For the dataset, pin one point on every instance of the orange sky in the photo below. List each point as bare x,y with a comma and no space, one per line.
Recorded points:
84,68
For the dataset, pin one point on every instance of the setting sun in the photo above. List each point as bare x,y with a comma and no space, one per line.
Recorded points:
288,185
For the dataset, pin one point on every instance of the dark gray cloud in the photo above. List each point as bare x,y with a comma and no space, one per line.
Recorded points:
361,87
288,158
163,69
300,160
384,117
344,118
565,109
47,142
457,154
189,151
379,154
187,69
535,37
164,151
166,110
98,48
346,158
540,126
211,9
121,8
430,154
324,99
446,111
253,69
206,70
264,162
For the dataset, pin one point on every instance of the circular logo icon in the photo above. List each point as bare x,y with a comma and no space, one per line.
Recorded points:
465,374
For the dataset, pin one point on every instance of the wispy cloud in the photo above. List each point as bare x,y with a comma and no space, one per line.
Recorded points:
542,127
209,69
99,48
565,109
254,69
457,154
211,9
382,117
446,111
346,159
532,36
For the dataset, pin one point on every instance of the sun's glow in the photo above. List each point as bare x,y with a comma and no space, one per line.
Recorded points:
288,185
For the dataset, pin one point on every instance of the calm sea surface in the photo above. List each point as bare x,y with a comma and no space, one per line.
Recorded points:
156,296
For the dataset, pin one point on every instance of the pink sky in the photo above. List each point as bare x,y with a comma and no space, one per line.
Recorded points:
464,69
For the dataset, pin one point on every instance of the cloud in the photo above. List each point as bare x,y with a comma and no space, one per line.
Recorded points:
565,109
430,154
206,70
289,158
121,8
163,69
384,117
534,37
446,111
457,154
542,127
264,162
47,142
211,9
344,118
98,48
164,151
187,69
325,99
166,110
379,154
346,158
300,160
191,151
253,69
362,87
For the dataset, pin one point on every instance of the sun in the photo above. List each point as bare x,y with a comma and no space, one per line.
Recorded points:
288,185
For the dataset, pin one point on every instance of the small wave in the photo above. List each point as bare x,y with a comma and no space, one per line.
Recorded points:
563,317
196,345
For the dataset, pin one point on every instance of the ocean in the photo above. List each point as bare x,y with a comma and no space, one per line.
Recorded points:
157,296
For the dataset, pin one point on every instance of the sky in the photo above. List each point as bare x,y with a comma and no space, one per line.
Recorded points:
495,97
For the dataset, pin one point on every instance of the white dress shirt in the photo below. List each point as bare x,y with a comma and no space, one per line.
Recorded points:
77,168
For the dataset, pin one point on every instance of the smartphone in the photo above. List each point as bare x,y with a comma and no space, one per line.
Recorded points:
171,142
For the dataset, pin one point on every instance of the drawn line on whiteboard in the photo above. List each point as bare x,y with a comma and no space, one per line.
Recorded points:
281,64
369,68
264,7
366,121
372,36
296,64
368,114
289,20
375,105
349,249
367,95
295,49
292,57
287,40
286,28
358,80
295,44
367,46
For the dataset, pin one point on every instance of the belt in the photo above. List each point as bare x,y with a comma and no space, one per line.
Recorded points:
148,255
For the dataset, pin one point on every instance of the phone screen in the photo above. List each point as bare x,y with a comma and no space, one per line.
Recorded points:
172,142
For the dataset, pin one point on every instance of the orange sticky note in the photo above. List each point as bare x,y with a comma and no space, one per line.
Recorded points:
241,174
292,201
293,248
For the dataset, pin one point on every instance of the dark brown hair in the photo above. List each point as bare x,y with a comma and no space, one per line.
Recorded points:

--------

▶ _What to do_
Rescale everything from the row containing "the orange sticky" down to the end of the rows, writing out every line again, requests included. Multiply each x and y coordinate among the recorded points by 1.65 and round it to a whole number, with halves rounding up.

▶ _Result below_
For the dataset, pin one point on every instance of the orange sticky note in the photo above. List each point as bare x,y with a comma and no space, one per line.
Recorded points:
398,287
482,332
483,409
For the dataset, pin one point on every instance of the dark brown hair in the photo above. List each point as bare x,y with a comma and no space, one per line.
Recorded points:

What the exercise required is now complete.